_About this task_: Each record should be written out exactly as it stands.

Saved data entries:
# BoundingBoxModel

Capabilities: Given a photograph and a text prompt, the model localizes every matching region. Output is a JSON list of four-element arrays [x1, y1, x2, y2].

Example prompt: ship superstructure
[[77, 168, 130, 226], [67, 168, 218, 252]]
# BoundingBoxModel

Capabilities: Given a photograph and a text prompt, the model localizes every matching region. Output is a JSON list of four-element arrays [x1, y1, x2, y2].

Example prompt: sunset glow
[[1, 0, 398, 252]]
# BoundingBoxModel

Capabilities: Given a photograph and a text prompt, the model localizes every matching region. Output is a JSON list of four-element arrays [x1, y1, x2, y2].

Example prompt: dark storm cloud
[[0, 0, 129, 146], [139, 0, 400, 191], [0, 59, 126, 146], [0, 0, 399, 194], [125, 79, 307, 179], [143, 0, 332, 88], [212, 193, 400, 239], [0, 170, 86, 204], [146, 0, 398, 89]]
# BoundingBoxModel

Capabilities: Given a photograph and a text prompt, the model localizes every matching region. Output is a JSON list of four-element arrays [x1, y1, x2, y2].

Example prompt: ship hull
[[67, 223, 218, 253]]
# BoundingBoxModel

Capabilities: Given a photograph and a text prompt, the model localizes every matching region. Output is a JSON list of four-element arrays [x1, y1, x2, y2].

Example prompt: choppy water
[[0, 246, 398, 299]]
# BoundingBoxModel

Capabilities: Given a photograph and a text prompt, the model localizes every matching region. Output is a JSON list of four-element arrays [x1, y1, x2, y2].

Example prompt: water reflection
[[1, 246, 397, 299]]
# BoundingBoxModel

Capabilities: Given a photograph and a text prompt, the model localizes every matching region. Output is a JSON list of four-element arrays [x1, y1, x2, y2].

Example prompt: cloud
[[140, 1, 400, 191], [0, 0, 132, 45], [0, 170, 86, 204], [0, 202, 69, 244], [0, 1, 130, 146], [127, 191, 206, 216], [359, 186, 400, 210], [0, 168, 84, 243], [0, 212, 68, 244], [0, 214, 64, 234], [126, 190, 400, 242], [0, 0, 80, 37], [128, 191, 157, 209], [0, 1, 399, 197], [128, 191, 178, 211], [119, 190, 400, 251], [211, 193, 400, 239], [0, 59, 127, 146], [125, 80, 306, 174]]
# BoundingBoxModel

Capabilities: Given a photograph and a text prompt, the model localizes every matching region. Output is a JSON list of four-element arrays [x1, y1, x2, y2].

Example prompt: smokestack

_Result_:
# BoundingBoxModel

Capabilities: Given a photograph and a text prompt, the model localizes every matching region. Output is a JSON list of four-element arrays [x1, y1, x2, y2].

Example prompt: ship superstructure
[[77, 168, 130, 226], [67, 168, 218, 252]]
# BoundingBoxModel

Capabilities: Given a photograph and a text prompt, the model localizes every matching region. Output is a JSON list of four-element arrays [x1, y1, x2, y2].

Example prompt: sunset glow
[[1, 0, 398, 252]]
# BoundingBoxModel

Capabilities: Given a photograph and a text prompt, the model localizes every matching region. Output is a JSON list of four-element arrays [x1, y1, x2, y2].

Example prompt: dark storm cloud
[[0, 0, 129, 146], [139, 0, 400, 191], [0, 59, 126, 146], [0, 0, 399, 194], [125, 79, 307, 179], [143, 0, 332, 88], [212, 193, 400, 239], [0, 170, 86, 204], [146, 0, 398, 89]]
# BoundingBoxModel

Capabilities: Given a photograph and a text prompt, the model localizes every matching region. Output is a JSON list of four-element arrays [x1, y1, x2, y2].

Example prompt: ship hull
[[67, 223, 218, 253]]
# BoundingBoxModel

Capabilities: Given a photograph and a text prompt, the model localizes every matching region. Output is a JSON list of four-element arrays [x1, y1, x2, y2].

Example prompt: choppy water
[[0, 246, 398, 299]]
# BoundingBoxModel

Capabilities: Given a photograph and a text prompt, the model localizes every matching region. Output is a JSON list of four-element arrays [x1, y1, x2, y2].

Example prompt: water reflection
[[1, 246, 397, 299]]
# BoundingBoxModel

Capabilities: Given a photograph and a text prompt, the model localizes every matching region. Output is a JSON list of four-element arrays [x1, y1, x2, y2].

Example prompt: cloud
[[140, 1, 400, 191], [0, 0, 132, 45], [0, 170, 86, 204], [0, 202, 69, 244], [0, 1, 130, 146], [127, 191, 206, 216], [359, 186, 400, 210], [0, 168, 84, 243], [0, 212, 68, 244], [0, 214, 64, 234], [126, 190, 400, 242], [0, 0, 80, 37], [128, 191, 157, 209], [0, 1, 399, 197], [128, 191, 178, 211], [119, 190, 400, 251], [211, 193, 400, 239], [0, 59, 127, 146], [125, 80, 306, 174]]
# BoundingBoxModel

Capabilities: Given a photograph and a text prompt, the model localizes every matching region. Output is a JSON list of four-element arrays [x1, y1, x2, y2].

Example prompt: smokestack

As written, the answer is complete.